** Opening Recorded data block **

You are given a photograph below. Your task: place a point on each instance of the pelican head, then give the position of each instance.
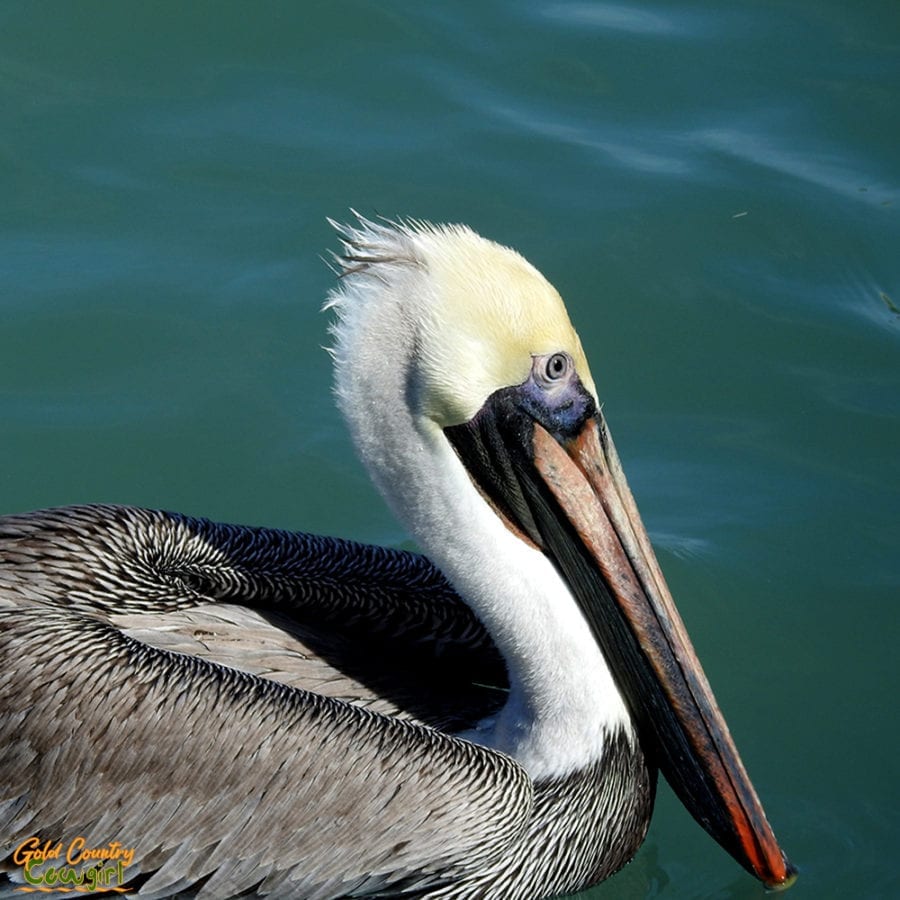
(470, 400)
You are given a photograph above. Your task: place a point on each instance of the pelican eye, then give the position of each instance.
(557, 366)
(550, 370)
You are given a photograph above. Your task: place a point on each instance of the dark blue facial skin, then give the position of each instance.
(496, 447)
(554, 396)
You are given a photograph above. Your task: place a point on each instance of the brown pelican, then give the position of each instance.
(249, 711)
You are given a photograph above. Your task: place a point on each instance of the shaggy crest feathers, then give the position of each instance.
(479, 311)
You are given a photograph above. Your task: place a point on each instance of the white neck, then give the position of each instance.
(563, 702)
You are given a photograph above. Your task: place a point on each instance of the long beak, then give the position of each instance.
(615, 577)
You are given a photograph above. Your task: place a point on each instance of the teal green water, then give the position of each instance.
(713, 187)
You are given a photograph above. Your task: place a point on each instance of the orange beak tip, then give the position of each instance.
(791, 875)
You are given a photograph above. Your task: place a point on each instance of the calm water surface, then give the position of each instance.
(713, 187)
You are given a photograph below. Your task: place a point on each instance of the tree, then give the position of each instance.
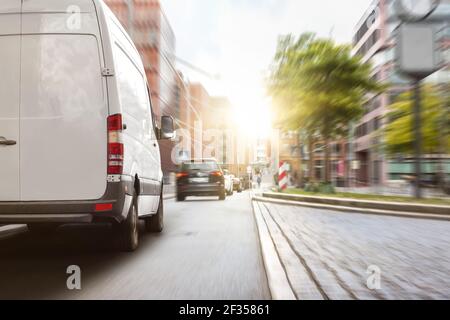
(435, 116)
(319, 87)
(399, 132)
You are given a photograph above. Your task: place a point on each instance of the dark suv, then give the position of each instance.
(200, 178)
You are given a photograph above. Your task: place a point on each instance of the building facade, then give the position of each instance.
(374, 41)
(154, 38)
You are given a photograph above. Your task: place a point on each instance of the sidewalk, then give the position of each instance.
(394, 191)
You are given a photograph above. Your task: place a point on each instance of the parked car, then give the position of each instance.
(78, 139)
(228, 182)
(200, 178)
(237, 184)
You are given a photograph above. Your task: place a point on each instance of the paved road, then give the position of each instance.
(327, 254)
(209, 250)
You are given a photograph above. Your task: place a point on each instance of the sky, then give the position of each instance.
(237, 39)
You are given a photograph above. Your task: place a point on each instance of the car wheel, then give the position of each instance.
(127, 233)
(155, 224)
(42, 229)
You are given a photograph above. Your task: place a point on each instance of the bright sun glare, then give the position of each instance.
(253, 117)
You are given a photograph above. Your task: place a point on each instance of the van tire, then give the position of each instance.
(155, 224)
(127, 233)
(42, 229)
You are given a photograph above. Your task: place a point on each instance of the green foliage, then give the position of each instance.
(435, 124)
(318, 86)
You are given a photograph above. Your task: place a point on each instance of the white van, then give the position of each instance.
(78, 139)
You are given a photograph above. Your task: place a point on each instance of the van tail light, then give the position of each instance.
(182, 175)
(115, 145)
(103, 207)
(217, 174)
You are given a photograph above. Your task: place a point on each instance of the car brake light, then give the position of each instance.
(102, 207)
(115, 145)
(182, 175)
(217, 174)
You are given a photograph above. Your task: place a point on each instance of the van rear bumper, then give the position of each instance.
(65, 212)
(45, 218)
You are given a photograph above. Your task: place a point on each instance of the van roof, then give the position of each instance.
(50, 6)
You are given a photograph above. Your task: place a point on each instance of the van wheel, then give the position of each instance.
(127, 233)
(42, 229)
(155, 224)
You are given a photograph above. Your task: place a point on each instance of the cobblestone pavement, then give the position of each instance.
(332, 255)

** Closing Recorded data block **

--- Exercise aim ---
One exact copy of the data is required, and it should hold no pictures.

--- Response area ---
You are given a photograph below. Your task: place a point on each instance of the pelican head, then give the position of each instance.
(470, 400)
You are given a photograph above. Your task: place a point on each instance of the pelican eye, then give the position of each instance.
(557, 366)
(550, 370)
You are given a photograph above. Your task: place a point on each instance of the dark blue facial skin, then give the position of each instance.
(496, 447)
(554, 396)
You are given a photograph above. Your task: place a point on each instance of the brown pelican, then give the position of each instance.
(249, 711)
You are given a photograph above. Your task: place a point on each instance of the shaggy crest feathers, then give the position of each instance.
(479, 311)
You are given a photograph above. Your task: place a point on each instance of the white neck, then give the position of each instance.
(563, 702)
You are given a photograph above. Your task: place a point on each instance of the long beak, then give the position of each instance.
(615, 577)
You are given a photograph above. Your task: place a point on each instance of the teal green water, then give the position of each instance.
(713, 187)
You are given a photograph above. Your task: place a point on each instance of the orange beak tip, then give the position of each instance.
(791, 875)
You are given a photograph above. Your task: place a point on each instance of the calm water surface, then give the position of each instance.
(713, 187)
You are given a photograph below. Your task: place a point on each instance of the tree, then give the position of each instance.
(435, 116)
(319, 87)
(399, 132)
You are given a photograph above. Your task: place a point on each instance of the dark suv, then give the position of each instance.
(200, 178)
You are given a photograph above. Your task: place a point on each instance of the building facade, then give the position of each instance.
(374, 41)
(154, 38)
You are given a photograph above. Your task: place a point on each instance of the sidewalk, then give the position of each instance.
(394, 191)
You are given a photograph above. Your task: place a point on each instance of the parked car, then give the position of each instance.
(78, 139)
(228, 182)
(200, 178)
(237, 184)
You are given a photograph above. Your task: place a point on each instance of the paved road, then give the position of each instance.
(327, 254)
(209, 250)
You are given a photograph above. Your task: place a point on each instance of the sky, then give the position of each instance.
(237, 39)
You are given a photograph above. Your task: place a point on each instance of the car wheel, then give the position of each instance.
(127, 233)
(155, 224)
(42, 229)
You are given a photograph above. Your task: place a point on each instance of the bright sun glare, then give the position of each instance.
(253, 117)
You are given a photograph above. Your task: place a point on each instance of the van tire, then give the position of each instance.
(155, 224)
(127, 233)
(42, 229)
You are given a photograph above. Your task: place a point on each instance of the green foliage, then give the position of each instance.
(435, 124)
(318, 86)
You are given a photograph above. Your task: place a point on each instance of the white van, then give the position of each instance.
(78, 139)
You are given a photograph above. Your task: place a point on each instance of the van tail light, then give the position of each instance.
(182, 175)
(115, 145)
(103, 207)
(217, 174)
You are given a photograph above. Your task: place a point on each instance of the car brake light, then give the position of each instance.
(102, 207)
(115, 145)
(182, 175)
(217, 174)
You are given a photograph above. Your task: place a point on each instance of the van rear bumper, then give the position of each instance.
(65, 212)
(45, 218)
You are given a photograph above. Your task: place a point on each instance of the van roof, then give the position of each instance.
(50, 6)
You are given a photograph above. Your task: place a point on each instance of the van wheel, then give the position of each instance.
(127, 233)
(42, 229)
(155, 224)
You are given a photograph above. Your task: place a point on each instance of the cobblestone pavement, then give the position of each instance.
(332, 255)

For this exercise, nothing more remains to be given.